╭─ Material shown

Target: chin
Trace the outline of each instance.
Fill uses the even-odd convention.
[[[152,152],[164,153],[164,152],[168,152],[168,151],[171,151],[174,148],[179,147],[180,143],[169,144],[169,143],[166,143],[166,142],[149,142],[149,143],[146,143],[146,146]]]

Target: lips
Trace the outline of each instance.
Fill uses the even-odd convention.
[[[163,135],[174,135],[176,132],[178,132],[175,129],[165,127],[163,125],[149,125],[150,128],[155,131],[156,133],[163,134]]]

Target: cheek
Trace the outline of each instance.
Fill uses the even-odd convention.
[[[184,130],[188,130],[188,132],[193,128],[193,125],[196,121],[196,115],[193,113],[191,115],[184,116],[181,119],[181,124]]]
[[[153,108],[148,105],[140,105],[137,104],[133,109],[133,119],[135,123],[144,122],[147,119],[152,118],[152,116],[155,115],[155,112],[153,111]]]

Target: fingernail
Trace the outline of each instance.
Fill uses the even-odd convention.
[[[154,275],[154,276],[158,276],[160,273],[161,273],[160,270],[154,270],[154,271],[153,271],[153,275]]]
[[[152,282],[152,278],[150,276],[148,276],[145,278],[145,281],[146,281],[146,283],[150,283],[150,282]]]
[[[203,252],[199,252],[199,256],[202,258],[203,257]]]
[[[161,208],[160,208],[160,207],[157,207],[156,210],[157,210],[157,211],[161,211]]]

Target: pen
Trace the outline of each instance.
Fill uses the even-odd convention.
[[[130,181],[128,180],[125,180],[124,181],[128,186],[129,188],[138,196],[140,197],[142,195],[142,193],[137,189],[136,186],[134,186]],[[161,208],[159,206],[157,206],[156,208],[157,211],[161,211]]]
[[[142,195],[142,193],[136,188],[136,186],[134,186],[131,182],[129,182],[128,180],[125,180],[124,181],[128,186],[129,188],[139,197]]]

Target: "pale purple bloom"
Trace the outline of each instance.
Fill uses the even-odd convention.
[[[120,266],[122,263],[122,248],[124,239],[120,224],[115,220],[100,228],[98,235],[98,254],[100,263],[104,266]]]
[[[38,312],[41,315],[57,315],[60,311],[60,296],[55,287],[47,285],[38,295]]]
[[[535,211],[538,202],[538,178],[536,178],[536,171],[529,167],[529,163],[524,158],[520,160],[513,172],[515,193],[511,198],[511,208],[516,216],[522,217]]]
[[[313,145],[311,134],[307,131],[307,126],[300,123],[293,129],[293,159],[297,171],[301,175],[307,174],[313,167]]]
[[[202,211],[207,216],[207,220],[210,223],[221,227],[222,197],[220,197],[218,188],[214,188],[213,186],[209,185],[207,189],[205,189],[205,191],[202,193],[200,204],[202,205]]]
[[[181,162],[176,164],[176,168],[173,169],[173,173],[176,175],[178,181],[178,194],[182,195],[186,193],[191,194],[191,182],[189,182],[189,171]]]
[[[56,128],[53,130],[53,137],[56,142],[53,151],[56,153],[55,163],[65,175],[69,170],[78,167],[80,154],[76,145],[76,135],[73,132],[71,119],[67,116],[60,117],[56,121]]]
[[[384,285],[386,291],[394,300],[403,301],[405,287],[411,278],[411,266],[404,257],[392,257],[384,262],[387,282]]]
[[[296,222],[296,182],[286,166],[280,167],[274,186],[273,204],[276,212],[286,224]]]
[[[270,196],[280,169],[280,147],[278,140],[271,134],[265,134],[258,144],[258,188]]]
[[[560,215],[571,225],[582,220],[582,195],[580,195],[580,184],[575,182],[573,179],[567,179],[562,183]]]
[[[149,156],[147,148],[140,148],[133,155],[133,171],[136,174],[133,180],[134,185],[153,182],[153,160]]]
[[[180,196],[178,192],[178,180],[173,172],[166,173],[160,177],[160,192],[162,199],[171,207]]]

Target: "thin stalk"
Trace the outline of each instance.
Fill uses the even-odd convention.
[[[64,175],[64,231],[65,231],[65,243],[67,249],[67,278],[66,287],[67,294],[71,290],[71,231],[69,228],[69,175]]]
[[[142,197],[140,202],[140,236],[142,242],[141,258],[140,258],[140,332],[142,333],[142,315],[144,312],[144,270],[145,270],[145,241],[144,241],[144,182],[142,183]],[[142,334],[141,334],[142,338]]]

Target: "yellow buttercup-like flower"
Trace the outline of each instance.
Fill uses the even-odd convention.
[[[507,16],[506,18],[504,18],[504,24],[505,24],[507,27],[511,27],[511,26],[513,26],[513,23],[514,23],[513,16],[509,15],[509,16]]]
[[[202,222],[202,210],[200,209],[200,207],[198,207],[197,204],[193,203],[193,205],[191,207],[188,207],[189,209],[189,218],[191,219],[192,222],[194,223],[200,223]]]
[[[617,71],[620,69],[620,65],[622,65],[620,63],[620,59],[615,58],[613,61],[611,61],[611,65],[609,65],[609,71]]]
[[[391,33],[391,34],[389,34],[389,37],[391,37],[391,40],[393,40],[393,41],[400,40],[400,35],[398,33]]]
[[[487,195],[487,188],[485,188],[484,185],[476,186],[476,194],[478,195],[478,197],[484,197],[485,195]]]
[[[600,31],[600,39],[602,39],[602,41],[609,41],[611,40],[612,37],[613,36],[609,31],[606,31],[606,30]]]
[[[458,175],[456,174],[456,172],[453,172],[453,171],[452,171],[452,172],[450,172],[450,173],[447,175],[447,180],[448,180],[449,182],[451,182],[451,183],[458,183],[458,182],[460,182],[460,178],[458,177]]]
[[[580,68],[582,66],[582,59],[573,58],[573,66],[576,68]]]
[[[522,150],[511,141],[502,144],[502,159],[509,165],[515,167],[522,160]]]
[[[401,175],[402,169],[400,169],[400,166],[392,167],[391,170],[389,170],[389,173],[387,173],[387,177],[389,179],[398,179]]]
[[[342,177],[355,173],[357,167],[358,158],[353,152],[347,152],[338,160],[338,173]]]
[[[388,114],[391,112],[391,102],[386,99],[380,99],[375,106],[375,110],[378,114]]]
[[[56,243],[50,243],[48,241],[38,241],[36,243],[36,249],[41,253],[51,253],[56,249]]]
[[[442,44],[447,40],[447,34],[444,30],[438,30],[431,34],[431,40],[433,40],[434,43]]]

╰─

For each line shown above, write an exact copy.

Target: chin
Trace the outline of each instance.
Fill uses the even-odd convention.
[[[152,152],[164,153],[164,152],[168,152],[168,151],[171,151],[174,148],[179,147],[180,143],[169,144],[169,143],[166,143],[166,142],[149,142],[149,143],[146,143],[146,146]]]

Target: lips
Trace the outline of each instance.
Fill uses the even-odd convention.
[[[163,135],[174,135],[176,132],[178,132],[175,129],[165,127],[163,125],[149,125],[150,128],[155,131],[156,133],[163,134]]]

Target: cheek
Trace the outline of each instance.
Fill uses the even-odd convention.
[[[184,130],[188,130],[188,132],[193,128],[193,125],[196,121],[196,115],[193,113],[191,115],[184,116],[181,119],[181,124]]]
[[[153,108],[148,105],[140,105],[137,104],[133,109],[133,119],[135,123],[144,122],[147,119],[152,118],[152,116],[155,115],[155,112],[153,111]]]

Target: fingernail
Trace the outline of each instance.
Fill uses the even-odd convention.
[[[154,275],[154,276],[158,276],[160,273],[161,273],[160,270],[154,270],[154,271],[153,271],[153,275]]]
[[[152,282],[152,278],[150,276],[148,276],[145,278],[145,281],[146,281],[146,283],[150,283],[150,282]]]
[[[203,252],[199,252],[199,256],[202,258],[203,257]]]
[[[161,208],[160,208],[160,207],[157,207],[156,210],[157,210],[157,211],[161,211]]]

Target: pen
Trace the outline of each instance.
Fill uses the even-odd convention.
[[[130,181],[128,180],[125,180],[124,181],[128,186],[129,188],[138,196],[140,197],[142,195],[142,193],[137,189],[136,186],[134,186]],[[161,208],[159,206],[157,206],[156,208],[157,211],[161,211]]]
[[[142,195],[142,193],[136,188],[136,186],[134,186],[131,182],[129,182],[128,180],[125,180],[124,181],[128,186],[129,188],[139,197]]]

Target: "pale purple bloom"
Trace the outline of each instance.
Fill uses the even-odd convention.
[[[120,266],[122,263],[122,248],[124,239],[120,224],[115,220],[100,228],[98,235],[98,254],[100,263],[104,266]]]
[[[38,312],[41,315],[57,315],[60,311],[60,296],[55,287],[47,285],[38,295]]]
[[[535,211],[538,202],[538,178],[536,178],[536,171],[529,167],[529,163],[524,158],[520,160],[513,172],[515,193],[511,198],[511,208],[516,216],[522,217]]]
[[[313,145],[311,134],[307,131],[307,126],[300,123],[293,129],[293,159],[297,171],[301,175],[307,174],[313,167]]]
[[[202,211],[207,216],[207,220],[210,223],[221,227],[222,197],[220,197],[218,188],[214,188],[213,186],[209,185],[207,189],[205,189],[205,191],[202,193],[200,204],[202,205]]]
[[[181,162],[176,164],[176,168],[173,169],[173,173],[176,175],[178,181],[178,194],[182,195],[186,193],[191,194],[191,182],[189,182],[189,171]]]
[[[56,128],[53,130],[53,137],[56,142],[53,151],[56,153],[55,163],[65,175],[69,170],[78,167],[80,154],[76,145],[76,135],[73,132],[71,119],[67,116],[60,117],[56,121]]]
[[[384,285],[386,291],[394,300],[403,301],[405,287],[411,278],[411,266],[404,257],[392,257],[384,262],[387,282]]]
[[[296,222],[296,182],[286,166],[280,167],[274,186],[273,204],[276,212],[286,224]]]
[[[270,196],[280,169],[280,147],[278,140],[271,134],[265,134],[258,144],[258,188]]]
[[[560,215],[571,225],[582,220],[582,195],[580,195],[580,184],[575,182],[573,179],[567,179],[562,183]]]
[[[149,156],[147,148],[140,148],[133,155],[133,171],[136,174],[133,180],[134,185],[153,182],[153,160]]]
[[[180,196],[178,192],[178,180],[173,172],[166,173],[160,177],[160,192],[162,199],[171,207]]]

Target: "thin stalk"
Trace the outline of each instance.
Fill uses the even-odd convention.
[[[64,175],[64,231],[65,231],[65,243],[67,249],[67,278],[66,287],[67,294],[71,290],[71,231],[69,228],[69,175]]]
[[[142,197],[140,202],[140,236],[142,242],[141,258],[140,258],[140,332],[142,333],[142,315],[144,312],[144,270],[145,270],[145,241],[144,241],[144,182],[142,183]],[[142,334],[141,334],[142,338]]]

Target: "yellow buttercup-like flower"
Trace the outline of each instance.
Fill uses the even-odd convention.
[[[507,16],[506,18],[504,18],[504,24],[505,24],[507,27],[511,27],[511,26],[513,26],[513,23],[514,23],[513,16],[509,15],[509,16]]]
[[[202,222],[202,210],[200,209],[200,207],[198,207],[197,204],[193,203],[193,205],[191,207],[188,207],[189,209],[189,218],[191,219],[192,222],[194,223],[200,223]]]
[[[617,71],[620,69],[620,65],[622,65],[620,63],[620,59],[615,58],[613,61],[611,61],[611,65],[609,65],[609,71]]]
[[[391,33],[391,34],[389,34],[389,37],[391,37],[391,40],[393,40],[393,41],[400,40],[400,35],[398,33]]]
[[[487,195],[487,188],[485,188],[484,185],[476,186],[476,194],[478,195],[478,197],[484,197],[485,195]]]
[[[600,31],[600,39],[602,39],[602,41],[609,41],[611,40],[612,37],[613,36],[609,31],[606,31],[606,30]]]
[[[458,175],[456,174],[456,172],[453,172],[453,171],[452,171],[452,172],[450,172],[450,173],[447,175],[447,180],[448,180],[449,182],[451,182],[451,183],[458,183],[458,182],[460,182],[460,178],[458,177]]]
[[[580,68],[582,66],[582,59],[573,58],[573,66],[576,68]]]
[[[522,150],[511,141],[502,144],[502,159],[509,165],[515,167],[522,160]]]
[[[401,175],[402,169],[400,169],[400,166],[392,167],[391,170],[389,170],[389,173],[387,173],[387,177],[389,179],[398,179]]]
[[[342,177],[355,173],[357,167],[358,158],[353,152],[347,152],[338,160],[338,173]]]
[[[388,114],[391,112],[391,102],[386,99],[380,99],[375,106],[375,110],[378,114]]]
[[[56,243],[50,243],[48,241],[38,241],[36,243],[36,249],[41,253],[51,253],[56,249]]]
[[[442,44],[447,40],[447,34],[444,30],[438,30],[431,34],[431,40],[433,40],[434,43]]]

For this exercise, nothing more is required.